*Record extracts*:
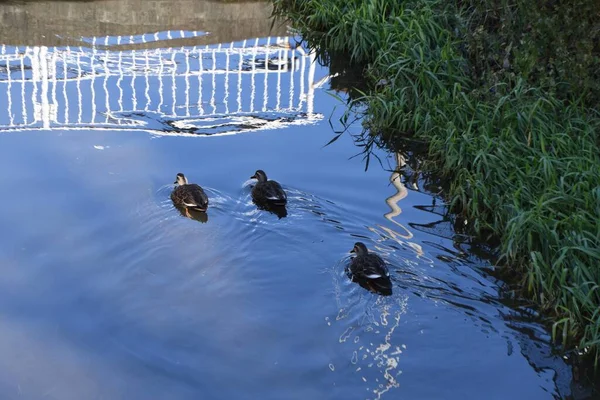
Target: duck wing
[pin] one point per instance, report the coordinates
(270, 191)
(370, 266)
(191, 195)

*Problem description*:
Please repeat the data above exactly as it appears, pictures excluded.

*Finished exercise*:
Target: duck wing
[pin] one point per instance, report the coordinates
(270, 191)
(370, 266)
(191, 195)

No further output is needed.